INSTRUCTION 1:
Using the advice column, answer each question below on its own line:
(a) How many years has the letter writer who signs as Wondering been married?
(b) How long did that writer's first marriage last?
(c) At the end of the Zoom meeting, what did the meditation group member tell everyone?
INSTRUCTION 2: Retype the advice column from "Dear Wondering: I" to "repeating the experience." without changing a character.

### SELECTED EXTRACT

The group leader became irate. He said aloud to the group that I was distracting and that no one should read what was in the chat.
I found that odd because if he did not want it, he could have disabled the chat function in Zoom.
At the end of the meeting, I told everyone that I hoped they enjoyed looking at the beautiful full moon and signed off.
The teacher contacted me after the session and said that I had been disruptive. I had not. Nonetheless, he suggested that I find a different group.
I live in a small town and there is no different group. (I do have a weekly online group with a different teacher.)
Before this incident, I privately asked him to stop saying unkind things about his ex-girlfriend behind her back on a public newsletter that was distributed to his subscribers. I said that I did not know this woman and did not think it was fair for him to share personal details about her online. I think that request might have made him bristle toward me.
I had hoped to make friends there. Do you have any suggestions?
Dear Stargazer: Wow, and I thought middle school was full of drama!
I don’t have any personal experience with meditation groups, but when there is a leader who has organized and is offering what sounds like a guided meditation, participants should not weigh in verbally or textually unless invited.
Using the online “chat” function, you made a benign comment directed to the group, but if you had made this comment verbally during an in-person class, the group leader would likely have asked you not to speak.
It seems most logical that he simply forgot to disable the “chat” function.
After being corrected during class, you decided to once again interject a thought directed to the group before “quickly signing off.”
You don’t seem to want to meditate. You want to communicate. There’s nothing wrong with that, unless you are trying to do so during a group meditation.
Your leader might be retaliating for a previous unrelated incident, but it’s his group. He can run it however he wants.
It’s a shame that you don’t have any other groups to join — except that (according to you) you do.
Drawing your own boundaries — and respecting others’ — is a vital element in friendship-building. This sounds like something you should meditate on.
Dear Amy: My wife and I have been married for 22 years. We met at 28 and married at 30. Ours is her first and only marriage, and is my second.
We have had a great life, loving each other, having fun, and raising our two daughters in a wonderful community. Both our daughters are enrolled in universities and doing very well.
I was married very briefly right out of college. While my first wife and I had dated throughout college, the marriage only lasted 18 months. The divorce was clean and easy, only dealing with selling the home we owned together.
My wife thinks that at some point I should share this previous relationship with my daughters. I believe that it has no impact on any of our lives today, so it is unnecessary to share.
What do you think?
Dear Wondering: I don’t see this as momentous news, but I do see it as information your daughters will find intriguing. (Dad has a past!)
And actually, this previous marriage does have an impact on your life today. Surely you learned, grew, and changed as a result of this relationship. And having been through a divorce, you have likely made choices to avoid repeating the experience.
I don’t see this as a “we have to have a family meeting” discussion, but as a fact that you can share in context. Your daughters will likely respond: “Dad! No way!” They’ll be curious to know more, and then they’ll move on.
Dear Amy: I really liked your detailed answer to “Not Feeling Neighborly,” who had neighbors with neglected children and no boundaries. I faced a similar situation a few years ago, and the boundaries I had to enforce “prevented a war, rather than starting it,” as you suggested.
Dear Grateful: The more established neighbors were going to have to teach these younger parents a few basic lessons.

######
### DATA

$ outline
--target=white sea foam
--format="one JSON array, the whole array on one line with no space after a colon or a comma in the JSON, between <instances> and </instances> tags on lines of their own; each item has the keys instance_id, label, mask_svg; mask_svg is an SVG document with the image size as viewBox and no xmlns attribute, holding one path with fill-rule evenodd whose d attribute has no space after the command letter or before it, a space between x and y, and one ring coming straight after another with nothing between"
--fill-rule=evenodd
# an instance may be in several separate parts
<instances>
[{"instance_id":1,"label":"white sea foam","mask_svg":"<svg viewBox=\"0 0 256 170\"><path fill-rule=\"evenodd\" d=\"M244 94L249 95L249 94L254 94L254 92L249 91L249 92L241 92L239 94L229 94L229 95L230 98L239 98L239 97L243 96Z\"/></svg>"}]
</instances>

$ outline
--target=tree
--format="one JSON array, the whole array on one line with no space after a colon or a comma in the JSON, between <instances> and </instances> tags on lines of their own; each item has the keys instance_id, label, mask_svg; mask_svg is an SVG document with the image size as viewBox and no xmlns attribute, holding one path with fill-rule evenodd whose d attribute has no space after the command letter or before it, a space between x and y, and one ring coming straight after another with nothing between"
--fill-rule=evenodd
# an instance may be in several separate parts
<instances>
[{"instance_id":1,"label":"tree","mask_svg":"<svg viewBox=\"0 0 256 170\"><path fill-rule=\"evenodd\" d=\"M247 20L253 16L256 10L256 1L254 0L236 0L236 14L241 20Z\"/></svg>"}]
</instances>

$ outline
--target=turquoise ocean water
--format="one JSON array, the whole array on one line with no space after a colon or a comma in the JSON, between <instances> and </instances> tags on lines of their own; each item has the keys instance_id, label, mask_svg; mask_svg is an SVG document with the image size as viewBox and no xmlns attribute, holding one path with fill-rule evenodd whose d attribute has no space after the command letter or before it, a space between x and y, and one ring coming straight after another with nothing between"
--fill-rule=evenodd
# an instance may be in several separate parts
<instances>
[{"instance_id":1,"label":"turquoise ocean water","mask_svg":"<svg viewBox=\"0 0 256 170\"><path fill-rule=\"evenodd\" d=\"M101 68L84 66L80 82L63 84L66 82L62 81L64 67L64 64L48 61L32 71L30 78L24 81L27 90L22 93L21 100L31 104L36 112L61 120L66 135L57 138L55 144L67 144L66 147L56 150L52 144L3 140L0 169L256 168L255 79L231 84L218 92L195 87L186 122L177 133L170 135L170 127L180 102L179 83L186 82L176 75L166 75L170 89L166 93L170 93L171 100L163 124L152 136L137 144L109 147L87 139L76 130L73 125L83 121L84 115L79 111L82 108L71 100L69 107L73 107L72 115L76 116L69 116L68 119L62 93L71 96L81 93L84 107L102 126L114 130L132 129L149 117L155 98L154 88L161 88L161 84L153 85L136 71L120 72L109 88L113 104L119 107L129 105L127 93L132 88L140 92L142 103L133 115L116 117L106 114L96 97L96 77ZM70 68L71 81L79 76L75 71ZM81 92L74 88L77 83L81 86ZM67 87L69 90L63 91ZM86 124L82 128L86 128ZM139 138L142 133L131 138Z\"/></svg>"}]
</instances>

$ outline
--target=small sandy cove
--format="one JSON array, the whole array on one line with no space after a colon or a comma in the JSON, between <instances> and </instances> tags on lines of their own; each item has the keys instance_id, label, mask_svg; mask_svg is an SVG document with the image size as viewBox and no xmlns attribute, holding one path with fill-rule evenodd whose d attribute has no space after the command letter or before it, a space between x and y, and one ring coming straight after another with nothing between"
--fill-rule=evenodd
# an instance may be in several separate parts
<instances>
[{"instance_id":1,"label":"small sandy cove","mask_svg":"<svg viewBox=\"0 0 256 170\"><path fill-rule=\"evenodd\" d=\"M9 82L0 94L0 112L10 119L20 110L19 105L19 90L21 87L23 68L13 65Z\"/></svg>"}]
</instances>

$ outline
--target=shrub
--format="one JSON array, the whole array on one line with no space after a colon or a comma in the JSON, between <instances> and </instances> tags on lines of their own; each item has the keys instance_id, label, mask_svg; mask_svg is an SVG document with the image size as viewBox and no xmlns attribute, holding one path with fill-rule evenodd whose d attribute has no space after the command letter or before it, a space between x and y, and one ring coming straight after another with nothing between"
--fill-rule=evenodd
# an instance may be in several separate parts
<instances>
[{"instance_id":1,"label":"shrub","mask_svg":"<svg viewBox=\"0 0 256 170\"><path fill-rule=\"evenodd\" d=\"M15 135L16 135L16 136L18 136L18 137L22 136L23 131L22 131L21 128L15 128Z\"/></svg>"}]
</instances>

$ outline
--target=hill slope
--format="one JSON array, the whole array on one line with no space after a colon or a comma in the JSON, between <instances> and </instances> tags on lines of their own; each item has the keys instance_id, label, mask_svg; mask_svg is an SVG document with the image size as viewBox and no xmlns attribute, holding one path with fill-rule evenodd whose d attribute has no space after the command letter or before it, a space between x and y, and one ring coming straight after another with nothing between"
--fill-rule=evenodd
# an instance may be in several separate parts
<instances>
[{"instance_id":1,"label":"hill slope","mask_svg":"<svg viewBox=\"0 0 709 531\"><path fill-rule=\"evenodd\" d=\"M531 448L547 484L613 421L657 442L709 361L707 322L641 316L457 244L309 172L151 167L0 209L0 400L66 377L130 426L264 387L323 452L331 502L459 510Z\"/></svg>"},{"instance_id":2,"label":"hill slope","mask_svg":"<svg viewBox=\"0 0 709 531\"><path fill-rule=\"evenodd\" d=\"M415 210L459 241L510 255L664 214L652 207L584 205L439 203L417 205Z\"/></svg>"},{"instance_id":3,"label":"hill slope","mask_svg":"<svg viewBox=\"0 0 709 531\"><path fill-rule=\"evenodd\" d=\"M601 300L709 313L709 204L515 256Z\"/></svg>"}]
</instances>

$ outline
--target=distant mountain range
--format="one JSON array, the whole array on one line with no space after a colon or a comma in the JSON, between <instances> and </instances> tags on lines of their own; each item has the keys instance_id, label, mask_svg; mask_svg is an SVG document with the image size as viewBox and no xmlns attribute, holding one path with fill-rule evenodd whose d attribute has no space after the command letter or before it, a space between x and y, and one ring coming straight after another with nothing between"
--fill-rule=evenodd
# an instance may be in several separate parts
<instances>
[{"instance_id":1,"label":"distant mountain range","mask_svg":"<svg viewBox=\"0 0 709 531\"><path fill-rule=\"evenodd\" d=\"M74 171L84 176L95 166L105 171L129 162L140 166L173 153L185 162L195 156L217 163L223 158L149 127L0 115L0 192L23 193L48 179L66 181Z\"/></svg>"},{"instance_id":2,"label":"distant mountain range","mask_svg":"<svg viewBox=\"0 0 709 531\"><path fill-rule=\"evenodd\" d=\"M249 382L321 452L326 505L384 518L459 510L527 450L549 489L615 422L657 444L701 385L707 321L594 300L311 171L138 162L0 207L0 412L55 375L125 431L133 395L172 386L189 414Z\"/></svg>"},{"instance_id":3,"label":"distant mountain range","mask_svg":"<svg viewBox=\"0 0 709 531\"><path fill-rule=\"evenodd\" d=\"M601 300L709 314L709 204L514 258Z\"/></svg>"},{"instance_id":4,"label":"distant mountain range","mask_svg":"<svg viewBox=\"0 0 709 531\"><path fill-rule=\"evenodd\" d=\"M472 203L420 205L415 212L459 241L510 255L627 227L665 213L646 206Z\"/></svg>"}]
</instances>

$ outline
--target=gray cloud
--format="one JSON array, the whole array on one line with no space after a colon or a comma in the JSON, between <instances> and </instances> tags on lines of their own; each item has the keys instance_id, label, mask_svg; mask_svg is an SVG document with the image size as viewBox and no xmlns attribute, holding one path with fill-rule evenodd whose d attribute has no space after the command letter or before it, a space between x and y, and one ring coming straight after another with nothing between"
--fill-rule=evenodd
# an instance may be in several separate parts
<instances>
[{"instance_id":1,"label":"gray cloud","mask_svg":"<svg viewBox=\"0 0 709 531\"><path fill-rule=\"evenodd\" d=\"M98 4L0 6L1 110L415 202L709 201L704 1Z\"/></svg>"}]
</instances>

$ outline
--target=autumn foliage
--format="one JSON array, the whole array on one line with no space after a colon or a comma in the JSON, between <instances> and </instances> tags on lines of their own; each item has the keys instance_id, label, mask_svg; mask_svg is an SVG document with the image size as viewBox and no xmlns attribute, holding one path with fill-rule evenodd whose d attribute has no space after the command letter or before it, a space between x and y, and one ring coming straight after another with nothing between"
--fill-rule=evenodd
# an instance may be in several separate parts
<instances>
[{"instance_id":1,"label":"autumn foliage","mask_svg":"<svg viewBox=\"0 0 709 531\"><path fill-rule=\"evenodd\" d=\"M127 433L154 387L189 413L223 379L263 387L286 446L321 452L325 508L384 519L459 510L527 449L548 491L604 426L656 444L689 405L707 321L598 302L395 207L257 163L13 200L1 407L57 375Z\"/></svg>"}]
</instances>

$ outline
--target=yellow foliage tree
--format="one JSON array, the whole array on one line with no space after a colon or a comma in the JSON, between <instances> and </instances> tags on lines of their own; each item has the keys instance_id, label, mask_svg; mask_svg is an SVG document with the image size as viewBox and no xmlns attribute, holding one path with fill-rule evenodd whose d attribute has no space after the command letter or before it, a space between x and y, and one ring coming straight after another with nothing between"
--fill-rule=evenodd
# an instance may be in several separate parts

######

FULL SOLUTION 1:
(a) 22 years.
(b) 18 months.
(c) That they hoped everyone enjoyed looking at the beautiful full moon.

FULL SOLUTION 2:
Dear Wondering: I don’t see this as momentous news, but I do see it as information your daughters will find intriguing. (Dad has a past!)
And actually, this previous marriage does have an impact on your life today. Surely you learned, grew, and changed as a result of this relationship. And having been through a divorce, you have likely made choices to avoid repeating the experience.